Problem details: How many lines in the records below contain the string "seated"? Reply with the number alone.

Region labeling records:

>>>>>

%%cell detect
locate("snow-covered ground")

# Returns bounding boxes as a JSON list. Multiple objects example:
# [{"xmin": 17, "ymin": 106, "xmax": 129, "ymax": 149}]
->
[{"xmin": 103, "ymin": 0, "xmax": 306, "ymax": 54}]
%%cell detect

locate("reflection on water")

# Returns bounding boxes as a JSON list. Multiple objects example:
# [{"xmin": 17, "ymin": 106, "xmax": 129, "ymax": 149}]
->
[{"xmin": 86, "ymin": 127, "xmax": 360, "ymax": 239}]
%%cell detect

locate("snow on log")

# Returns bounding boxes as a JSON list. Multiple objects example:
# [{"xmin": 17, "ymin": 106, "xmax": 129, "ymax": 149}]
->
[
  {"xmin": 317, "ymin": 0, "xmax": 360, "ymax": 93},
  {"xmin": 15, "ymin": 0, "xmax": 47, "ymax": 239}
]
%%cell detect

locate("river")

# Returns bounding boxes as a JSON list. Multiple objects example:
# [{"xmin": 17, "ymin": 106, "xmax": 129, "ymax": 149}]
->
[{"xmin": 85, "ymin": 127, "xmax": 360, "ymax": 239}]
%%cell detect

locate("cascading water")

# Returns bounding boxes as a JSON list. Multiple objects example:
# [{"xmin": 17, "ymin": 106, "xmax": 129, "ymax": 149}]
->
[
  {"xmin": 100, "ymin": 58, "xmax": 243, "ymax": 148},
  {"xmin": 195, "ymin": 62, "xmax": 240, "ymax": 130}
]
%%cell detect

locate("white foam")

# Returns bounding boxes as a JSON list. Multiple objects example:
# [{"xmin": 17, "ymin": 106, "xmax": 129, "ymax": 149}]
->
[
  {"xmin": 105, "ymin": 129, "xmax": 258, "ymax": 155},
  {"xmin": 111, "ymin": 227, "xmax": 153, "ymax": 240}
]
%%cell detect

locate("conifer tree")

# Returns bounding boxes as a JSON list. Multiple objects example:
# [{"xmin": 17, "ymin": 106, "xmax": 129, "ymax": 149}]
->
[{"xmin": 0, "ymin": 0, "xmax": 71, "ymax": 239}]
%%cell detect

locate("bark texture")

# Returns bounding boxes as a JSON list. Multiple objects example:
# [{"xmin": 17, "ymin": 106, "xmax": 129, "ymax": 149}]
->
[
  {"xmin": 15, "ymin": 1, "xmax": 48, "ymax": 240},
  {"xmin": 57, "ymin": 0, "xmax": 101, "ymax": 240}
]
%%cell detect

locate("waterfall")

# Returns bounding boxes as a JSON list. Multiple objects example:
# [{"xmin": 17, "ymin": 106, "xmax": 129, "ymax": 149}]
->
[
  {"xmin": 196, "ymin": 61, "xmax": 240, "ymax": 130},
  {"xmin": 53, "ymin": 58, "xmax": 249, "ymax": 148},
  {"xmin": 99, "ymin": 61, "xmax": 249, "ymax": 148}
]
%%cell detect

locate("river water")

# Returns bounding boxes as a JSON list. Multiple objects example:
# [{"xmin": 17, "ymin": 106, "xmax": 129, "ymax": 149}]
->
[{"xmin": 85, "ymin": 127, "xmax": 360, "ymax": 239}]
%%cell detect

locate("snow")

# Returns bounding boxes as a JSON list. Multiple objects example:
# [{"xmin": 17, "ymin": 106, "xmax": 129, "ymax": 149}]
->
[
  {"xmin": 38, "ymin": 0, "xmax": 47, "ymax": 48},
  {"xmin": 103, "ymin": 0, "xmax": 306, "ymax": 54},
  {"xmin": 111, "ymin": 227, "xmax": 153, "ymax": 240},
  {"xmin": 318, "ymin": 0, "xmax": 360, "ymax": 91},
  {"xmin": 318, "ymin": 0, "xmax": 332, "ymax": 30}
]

<<<<<
>>>>>

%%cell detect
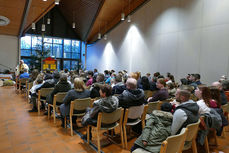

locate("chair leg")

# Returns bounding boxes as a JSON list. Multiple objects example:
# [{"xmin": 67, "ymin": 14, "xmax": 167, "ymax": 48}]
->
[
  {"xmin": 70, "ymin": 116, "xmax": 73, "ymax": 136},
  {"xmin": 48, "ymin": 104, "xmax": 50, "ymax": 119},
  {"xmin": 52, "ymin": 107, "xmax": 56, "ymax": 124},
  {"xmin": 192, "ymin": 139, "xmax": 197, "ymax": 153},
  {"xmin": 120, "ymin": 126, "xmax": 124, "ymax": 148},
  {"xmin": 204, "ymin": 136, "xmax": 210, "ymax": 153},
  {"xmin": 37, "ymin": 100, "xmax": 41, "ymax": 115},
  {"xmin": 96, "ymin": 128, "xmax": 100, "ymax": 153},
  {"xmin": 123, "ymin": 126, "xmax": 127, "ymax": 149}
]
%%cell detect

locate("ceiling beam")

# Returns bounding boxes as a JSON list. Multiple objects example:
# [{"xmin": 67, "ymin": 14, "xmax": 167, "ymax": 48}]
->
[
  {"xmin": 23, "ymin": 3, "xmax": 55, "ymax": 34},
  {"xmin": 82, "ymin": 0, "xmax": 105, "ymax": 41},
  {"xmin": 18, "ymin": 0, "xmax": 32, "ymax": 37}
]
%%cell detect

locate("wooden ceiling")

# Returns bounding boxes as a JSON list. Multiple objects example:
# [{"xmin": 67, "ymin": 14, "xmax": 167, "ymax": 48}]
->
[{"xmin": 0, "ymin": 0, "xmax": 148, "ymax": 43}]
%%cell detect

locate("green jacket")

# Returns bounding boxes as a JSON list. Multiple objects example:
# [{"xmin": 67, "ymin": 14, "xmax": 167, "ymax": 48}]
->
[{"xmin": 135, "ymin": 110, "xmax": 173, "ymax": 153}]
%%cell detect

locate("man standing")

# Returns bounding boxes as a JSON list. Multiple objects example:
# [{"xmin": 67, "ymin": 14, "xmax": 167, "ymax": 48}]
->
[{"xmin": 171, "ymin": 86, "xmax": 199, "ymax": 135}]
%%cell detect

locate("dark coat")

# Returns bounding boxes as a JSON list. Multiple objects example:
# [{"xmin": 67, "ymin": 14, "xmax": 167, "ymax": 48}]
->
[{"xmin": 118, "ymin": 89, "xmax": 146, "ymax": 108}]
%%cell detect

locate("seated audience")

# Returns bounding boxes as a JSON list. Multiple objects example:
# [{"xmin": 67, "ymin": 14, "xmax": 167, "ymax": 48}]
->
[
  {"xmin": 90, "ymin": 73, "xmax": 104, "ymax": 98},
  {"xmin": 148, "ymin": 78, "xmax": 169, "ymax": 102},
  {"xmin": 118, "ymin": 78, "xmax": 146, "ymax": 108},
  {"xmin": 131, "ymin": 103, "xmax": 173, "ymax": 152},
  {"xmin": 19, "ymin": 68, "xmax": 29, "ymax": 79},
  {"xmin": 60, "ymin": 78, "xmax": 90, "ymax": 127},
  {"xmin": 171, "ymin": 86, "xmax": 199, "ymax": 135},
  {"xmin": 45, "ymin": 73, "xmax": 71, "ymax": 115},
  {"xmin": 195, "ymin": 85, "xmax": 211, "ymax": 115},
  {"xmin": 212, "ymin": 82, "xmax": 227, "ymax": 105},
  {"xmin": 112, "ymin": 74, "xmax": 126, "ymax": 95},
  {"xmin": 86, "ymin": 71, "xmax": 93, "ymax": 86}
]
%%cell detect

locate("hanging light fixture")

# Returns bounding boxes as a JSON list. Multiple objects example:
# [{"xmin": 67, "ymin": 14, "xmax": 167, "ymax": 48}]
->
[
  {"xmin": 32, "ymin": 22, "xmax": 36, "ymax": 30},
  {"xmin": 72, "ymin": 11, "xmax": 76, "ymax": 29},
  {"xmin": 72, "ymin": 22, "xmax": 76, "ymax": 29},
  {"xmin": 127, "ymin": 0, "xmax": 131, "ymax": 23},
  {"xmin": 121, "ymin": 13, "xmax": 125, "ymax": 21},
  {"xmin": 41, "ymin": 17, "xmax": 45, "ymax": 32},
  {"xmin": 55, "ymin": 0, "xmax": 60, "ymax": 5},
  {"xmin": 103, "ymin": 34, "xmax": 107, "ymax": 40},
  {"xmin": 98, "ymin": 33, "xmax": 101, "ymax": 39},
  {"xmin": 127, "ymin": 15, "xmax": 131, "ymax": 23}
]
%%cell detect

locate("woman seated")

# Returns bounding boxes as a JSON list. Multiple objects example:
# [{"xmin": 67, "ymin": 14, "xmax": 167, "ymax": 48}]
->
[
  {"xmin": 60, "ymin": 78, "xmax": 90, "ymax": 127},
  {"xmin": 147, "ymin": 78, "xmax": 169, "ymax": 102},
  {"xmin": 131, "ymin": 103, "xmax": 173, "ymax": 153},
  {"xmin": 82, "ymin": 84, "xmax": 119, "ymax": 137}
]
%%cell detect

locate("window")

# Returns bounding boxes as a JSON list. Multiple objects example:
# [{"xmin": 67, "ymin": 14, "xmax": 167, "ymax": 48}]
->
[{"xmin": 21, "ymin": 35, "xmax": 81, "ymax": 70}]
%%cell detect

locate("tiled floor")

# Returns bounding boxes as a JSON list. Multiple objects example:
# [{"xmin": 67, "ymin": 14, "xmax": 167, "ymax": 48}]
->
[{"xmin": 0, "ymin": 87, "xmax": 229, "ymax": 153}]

<<<<<

Task output: 2